>> Start Information shown
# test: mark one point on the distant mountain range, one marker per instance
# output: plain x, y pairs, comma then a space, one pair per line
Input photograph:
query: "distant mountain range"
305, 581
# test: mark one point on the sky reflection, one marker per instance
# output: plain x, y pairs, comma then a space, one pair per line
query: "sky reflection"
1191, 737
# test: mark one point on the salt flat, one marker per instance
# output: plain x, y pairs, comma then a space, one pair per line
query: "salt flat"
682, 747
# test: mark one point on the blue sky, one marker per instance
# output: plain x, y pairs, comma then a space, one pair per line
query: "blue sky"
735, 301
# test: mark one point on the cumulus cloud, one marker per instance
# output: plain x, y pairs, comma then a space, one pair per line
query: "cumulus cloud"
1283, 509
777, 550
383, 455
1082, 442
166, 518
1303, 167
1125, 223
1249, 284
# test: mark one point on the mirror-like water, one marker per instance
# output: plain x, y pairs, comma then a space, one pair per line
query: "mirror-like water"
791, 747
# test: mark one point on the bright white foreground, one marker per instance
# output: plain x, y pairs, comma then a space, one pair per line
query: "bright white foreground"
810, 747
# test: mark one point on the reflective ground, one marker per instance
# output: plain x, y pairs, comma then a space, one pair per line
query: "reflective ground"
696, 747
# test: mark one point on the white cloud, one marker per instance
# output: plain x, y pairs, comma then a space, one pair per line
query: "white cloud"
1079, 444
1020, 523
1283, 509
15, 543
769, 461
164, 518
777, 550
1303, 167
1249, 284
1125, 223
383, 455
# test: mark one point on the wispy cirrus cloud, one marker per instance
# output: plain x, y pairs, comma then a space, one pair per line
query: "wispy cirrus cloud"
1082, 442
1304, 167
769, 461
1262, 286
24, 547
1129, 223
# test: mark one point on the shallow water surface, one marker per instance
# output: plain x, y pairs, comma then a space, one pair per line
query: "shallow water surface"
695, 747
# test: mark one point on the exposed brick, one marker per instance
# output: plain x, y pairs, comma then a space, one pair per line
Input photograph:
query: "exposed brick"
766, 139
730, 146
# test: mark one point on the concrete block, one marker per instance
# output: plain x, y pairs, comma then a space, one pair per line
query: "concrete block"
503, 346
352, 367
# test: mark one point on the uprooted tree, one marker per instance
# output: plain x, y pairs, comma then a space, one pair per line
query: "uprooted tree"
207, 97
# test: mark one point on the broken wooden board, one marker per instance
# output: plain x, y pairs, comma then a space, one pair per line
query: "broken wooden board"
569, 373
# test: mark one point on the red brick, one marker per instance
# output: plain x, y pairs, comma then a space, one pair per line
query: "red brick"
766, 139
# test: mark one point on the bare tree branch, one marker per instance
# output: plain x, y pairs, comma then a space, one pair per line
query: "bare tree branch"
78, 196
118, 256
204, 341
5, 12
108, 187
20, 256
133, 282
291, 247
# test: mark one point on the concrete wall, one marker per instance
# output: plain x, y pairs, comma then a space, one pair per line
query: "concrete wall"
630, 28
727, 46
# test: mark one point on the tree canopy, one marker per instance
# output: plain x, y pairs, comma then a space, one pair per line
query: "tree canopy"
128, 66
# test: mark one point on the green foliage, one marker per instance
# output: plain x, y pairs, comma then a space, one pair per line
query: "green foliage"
>> End Information shown
Stated task: Rewrite the items above with every "marker" replaced by "dot", keeping everything else the same.

Solution for this task:
# test: mark one point on the distant mountain range, one dot per instance
# output: plain x, y pairs, comma then a space, one pair per line
Input photograph:
query: "distant mountain range"
305, 581
# test: mark one point on the sky reflection, one dot per instance
# output: plain x, y pairs, comma then a space, one pair per line
query: "sky reflection"
1191, 737
# test: mark one point on the salt flat, one dot per instance
# output: plain x, y pairs, comma then a space, one pair per line
query: "salt flat"
682, 747
# test: mark one point on the blue sky, one dot per instance
# output: plain x, y pairs, comma then a space, one pair per line
query: "blue sky"
735, 301
# test: mark one point on the cumulus cloud, one dot per instance
# output: plain x, y pairs, comma then a space, one pair per line
query: "cumulus cloud"
1283, 509
777, 550
383, 455
1082, 442
166, 518
1303, 167
1125, 223
1249, 284
# test: mark one point on the mirror-like water, one dot per instance
# output: plain x, y pairs, comma then a space, one pair per line
query: "mirror-like water"
791, 747
# test: mark one point on the bright white foreground, one dot per instance
# output: plain x, y pairs, comma then a space, one pair per line
query: "bright white foreground"
810, 747
# test: mark one point on the reflective ground, one dot per instance
# output: plain x, y pairs, comma then a space, one pair per line
query: "reflective ground"
696, 747
# test: mark one point on the white cloud, one dot per instance
# output: plain x, y pairs, comma then a space, one pair per line
query: "white cloud"
1079, 444
1020, 523
1283, 509
15, 543
769, 461
164, 518
777, 550
1303, 167
1249, 284
1125, 223
383, 455
# test: mark one point on the wispy cirrus cloud, one dot per instance
# output: plain x, y pairs, comma then a space, one pair per line
query: "wispy cirrus cloud"
1082, 442
1304, 167
769, 461
1262, 286
24, 547
1129, 223
# test: mark one point on the shallow water surface, one dot per instance
# output: plain x, y pairs, comma then a space, one pair per line
query: "shallow water surface"
695, 747
# test: mark one point on the exposed brick, one dot per instance
# output: plain x, y pairs, comma then a space, one pair per line
Input photograph:
query: "exposed brick"
766, 139
730, 146
# test: mark one point on the concrete block, one dot per instance
# output: plain x, y pairs, comma then a space, one pair per line
query: "concrete block"
503, 346
352, 367
# test: mark one point on the uprooted tree, one dot per instance
# output: plain x, y pairs, comma then a space, one pair per line
query: "uprooted tree"
207, 97
# test: mark one point on the broken wooden board, one dot per instance
# output: plain x, y pairs, comma then a space, one pair per line
query: "broken wooden board"
569, 373
# test: mark one point on the red brick, one dot per instance
# output: plain x, y pairs, comma then a space, one pair per line
query: "red brick"
766, 139
# test: mark one point on the bare tree branch, one dot per instance
# output: plain x, y pairs, comma then a space, one pair per line
query: "bare tree branch"
78, 196
118, 256
204, 341
5, 12
108, 187
20, 256
133, 282
291, 247
# test: mark one point on the concrete wall, one dot per instance
# output: plain x, y pairs, comma then a space, one pair per line
query: "concrete wall"
630, 28
727, 46
# test: mark one point on the tree canopy, one dot per instance
# output: plain x, y pairs, comma then a space, one pair per line
query: "tree canopy"
128, 66
# test: mark one point on the green foliage, one dot per instance
# output: plain x, y pairs, comma then a space, one pair per line
query: "green foliage"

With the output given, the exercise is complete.